Task to carry out
Lines containing the word "clicks" in the data below: say how many, with no other text.

Provided data
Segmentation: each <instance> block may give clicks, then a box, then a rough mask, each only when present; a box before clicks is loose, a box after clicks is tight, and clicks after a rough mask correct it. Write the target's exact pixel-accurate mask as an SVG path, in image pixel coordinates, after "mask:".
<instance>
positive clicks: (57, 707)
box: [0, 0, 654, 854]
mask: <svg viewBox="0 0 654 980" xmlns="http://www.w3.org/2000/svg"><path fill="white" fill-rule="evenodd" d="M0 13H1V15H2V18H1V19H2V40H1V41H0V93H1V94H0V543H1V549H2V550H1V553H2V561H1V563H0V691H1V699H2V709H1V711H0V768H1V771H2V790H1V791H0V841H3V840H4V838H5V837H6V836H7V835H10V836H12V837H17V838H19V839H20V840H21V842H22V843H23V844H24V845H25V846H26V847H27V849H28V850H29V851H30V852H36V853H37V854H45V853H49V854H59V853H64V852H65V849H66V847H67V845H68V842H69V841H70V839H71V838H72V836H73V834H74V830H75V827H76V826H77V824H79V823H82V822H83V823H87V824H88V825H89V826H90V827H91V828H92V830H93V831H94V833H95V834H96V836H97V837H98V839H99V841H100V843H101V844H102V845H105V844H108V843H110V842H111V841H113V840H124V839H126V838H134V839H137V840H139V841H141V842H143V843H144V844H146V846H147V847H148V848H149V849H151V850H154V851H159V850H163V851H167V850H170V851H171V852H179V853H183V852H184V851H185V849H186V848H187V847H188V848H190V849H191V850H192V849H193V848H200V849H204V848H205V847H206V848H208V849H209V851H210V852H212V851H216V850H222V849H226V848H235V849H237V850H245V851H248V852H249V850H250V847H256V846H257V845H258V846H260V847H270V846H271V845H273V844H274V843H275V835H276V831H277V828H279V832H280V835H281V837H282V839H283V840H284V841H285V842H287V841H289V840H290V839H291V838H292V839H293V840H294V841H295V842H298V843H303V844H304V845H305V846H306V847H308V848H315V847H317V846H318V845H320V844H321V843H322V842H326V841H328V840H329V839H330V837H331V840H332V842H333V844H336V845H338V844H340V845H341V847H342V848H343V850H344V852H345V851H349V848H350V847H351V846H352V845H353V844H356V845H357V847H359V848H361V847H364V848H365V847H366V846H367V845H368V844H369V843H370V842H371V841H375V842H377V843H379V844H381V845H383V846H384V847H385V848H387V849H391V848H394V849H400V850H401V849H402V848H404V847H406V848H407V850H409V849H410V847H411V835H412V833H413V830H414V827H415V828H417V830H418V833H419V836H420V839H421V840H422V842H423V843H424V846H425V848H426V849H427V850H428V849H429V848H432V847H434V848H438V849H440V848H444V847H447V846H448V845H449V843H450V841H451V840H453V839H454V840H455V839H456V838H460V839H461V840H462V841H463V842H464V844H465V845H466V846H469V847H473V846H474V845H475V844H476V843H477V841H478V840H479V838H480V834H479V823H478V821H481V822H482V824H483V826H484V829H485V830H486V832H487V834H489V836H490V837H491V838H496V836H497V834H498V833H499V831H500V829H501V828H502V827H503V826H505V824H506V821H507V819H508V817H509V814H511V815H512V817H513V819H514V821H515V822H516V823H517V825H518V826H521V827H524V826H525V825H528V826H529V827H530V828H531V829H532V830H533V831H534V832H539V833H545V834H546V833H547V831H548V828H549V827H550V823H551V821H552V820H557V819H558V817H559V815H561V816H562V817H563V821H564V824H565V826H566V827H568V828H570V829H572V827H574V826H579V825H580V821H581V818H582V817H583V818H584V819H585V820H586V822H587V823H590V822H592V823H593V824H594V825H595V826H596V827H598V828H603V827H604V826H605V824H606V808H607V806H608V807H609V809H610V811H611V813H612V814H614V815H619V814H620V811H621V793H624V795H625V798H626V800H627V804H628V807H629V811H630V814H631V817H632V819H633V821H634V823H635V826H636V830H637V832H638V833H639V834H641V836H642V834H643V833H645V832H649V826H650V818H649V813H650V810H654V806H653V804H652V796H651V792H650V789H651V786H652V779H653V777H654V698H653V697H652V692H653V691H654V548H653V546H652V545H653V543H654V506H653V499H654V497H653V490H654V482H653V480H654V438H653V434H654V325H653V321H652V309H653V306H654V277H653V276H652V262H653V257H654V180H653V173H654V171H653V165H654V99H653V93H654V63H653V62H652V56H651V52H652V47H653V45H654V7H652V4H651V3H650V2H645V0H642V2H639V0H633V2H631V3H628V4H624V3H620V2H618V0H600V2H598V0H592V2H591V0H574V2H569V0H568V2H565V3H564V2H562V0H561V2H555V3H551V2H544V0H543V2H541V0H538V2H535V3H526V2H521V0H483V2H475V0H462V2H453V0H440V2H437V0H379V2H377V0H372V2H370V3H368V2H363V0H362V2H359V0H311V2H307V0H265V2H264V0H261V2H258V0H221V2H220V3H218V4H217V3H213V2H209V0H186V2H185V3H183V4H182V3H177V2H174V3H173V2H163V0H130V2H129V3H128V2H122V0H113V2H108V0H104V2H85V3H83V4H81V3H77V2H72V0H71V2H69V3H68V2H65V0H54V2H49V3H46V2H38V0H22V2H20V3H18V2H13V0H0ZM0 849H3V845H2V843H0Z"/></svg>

Solution
2